**CHALLENGE A:** According to the surfing article, on what date did the athletes competing at the Surf Ranch Pro receive the judging criteria?

**EXCERPT TO READ:**

One woman play pitting surfing against God and the destruction of a marriage opens to tepid reviews at Brighton Fringe Festival!

To the WSL community...

I am generally not a huge theater goer. I have fallen in love with ballet, as you know, and adore attending the symphony but live theater, either dramatic, comedic or musical, often leaves me feeling slightly awkward. There’s something about the ramping up of over-earnest emotion, maybe. Having to sell love, hate, sadness, joy to the back of the room and I’m near certain I would have felt slightly awkward sitting in the audience of Surfing the Holyland, a one woman play currently running at Brighton Fringe there in coastal England, though I would have very much wanted to support and felt bad in my heart for it.

The staged story deals with Heather, a native Ohioan, and the culture shock she experiences when moving to Tel Aviv with her husband Zach who proceeds to “find God” in Orthodox Judaism. She, herself, finds surfing and experiences “life and companionship in the waves” from her “sexy surfing instructor.”

Plastic boxes are used as surfboard and re-arranged for different surfing scenes.

While reviewers praised the actor/writer Erin Hunter’s athleticism, and adored the “oodles of charm,” there was some complaint.

“It does not always feel deep enough in its switches between light and dark,” Arifa Akbar of The Guardian wrote, “and the analogy between surfing and Heather’s life – from her drowning in a new culture to learning to navigate its waves – does not feel penetrating. Zach stays a caricature and we cannot believe in the marriage. When it all comes to a head, we do not care enough; it is Heather we root for, and the awakening she experiences on her surfboard.”


When Erik Logan writes and performs his own one man play about the awakening he experiences on his surfboard do you think he’ll include the recent scene with Gabriel Medina, Filipe Toledo and Italo Ferreira or leave it on the cutting room floor?

Let’s read his letter once more, just for fun.

To the WSL community,

I want to address the conversation that happened in our community following the recent Championship Tour event at the Surf Ranch. As you likely know, a small number of athletes made statements questioning the judging of the competition and the final results.

I want to respond directly to those statements, however, we first need to address a much more important issue. In recent days, a number of surfers, WSL judges, and employees have been subject to harassment, intimidation, and threats of violence, including death threats, as a direct result of those statements. Those things should never happen in our sport or any sport, and we’re devastated that members of our community have been subject to them. It is an important reminder to us all that words have consequences. We hope the entire WSL community stands with us in rejecting all forms of harassment and intimidation.

In terms of the statements made, we completely reject the suggestion that the judging of our competitions is in any way unfair or biased. These claims are not supported by any evidence.

Firstly, the judging criteria are provided to the athletes ahead of each competition. All athletes competing at the Surf Ranch Pro received these materials on May 20th. Every athlete had the opportunity to ask questions about the criteria at that time. None of the athletes who made these statements took advantage of this opportunity at the Surf Ranch Pro.

Secondly, our rules allow any athlete to review the scoring of any wave, with the judges, and receive a more detailed explanation of how they were scored with the judges. This process has been in place for a number of years, and is the direct result of working with the surfers to bring more transparency to the judging process. It is not acceptable, and is a breach of league policy, for surfers to choose not to engage with the proper process and instead air grievances on social media.

**RECORD SET:**

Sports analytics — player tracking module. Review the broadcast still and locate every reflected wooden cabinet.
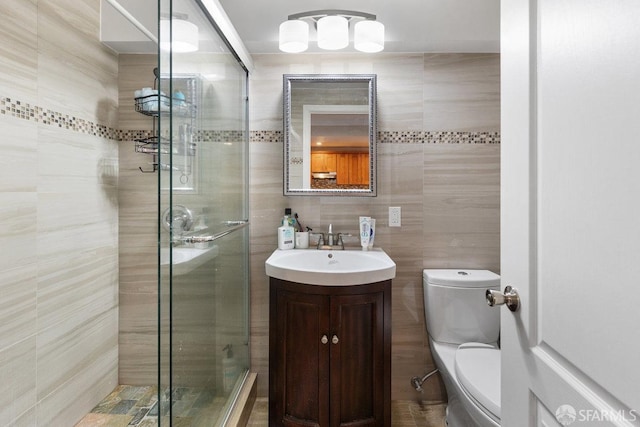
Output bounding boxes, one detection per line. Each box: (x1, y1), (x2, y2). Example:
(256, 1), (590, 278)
(311, 153), (369, 185)
(269, 278), (391, 427)
(336, 153), (369, 185)
(311, 153), (337, 172)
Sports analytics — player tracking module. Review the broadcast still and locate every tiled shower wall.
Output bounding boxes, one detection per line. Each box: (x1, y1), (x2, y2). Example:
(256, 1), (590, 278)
(250, 53), (500, 401)
(0, 0), (118, 426)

**CHALLENGE B:** Rewrite both entries above, replacing "broadcast still" with "video frame" and keeping everything else the same. Leave the pictures out.

**FULL RESPONSE A:** May 20th

**FULL RESPONSE B:**
Sports analytics — player tracking module. Review the video frame and locate every reflected wooden cabinet.
Output bounding boxes, one detection per line. Each box: (x1, y1), (x2, y2). Example:
(256, 1), (590, 278)
(311, 153), (369, 185)
(269, 278), (391, 427)
(336, 153), (369, 185)
(311, 153), (337, 172)
Sports analytics — player tracking module. Review the video frame and locate every tiled shower wall.
Output bounding boxes, one detection per line. Each box: (x1, y1), (x2, y2). Example:
(256, 1), (590, 278)
(250, 53), (500, 401)
(0, 0), (118, 426)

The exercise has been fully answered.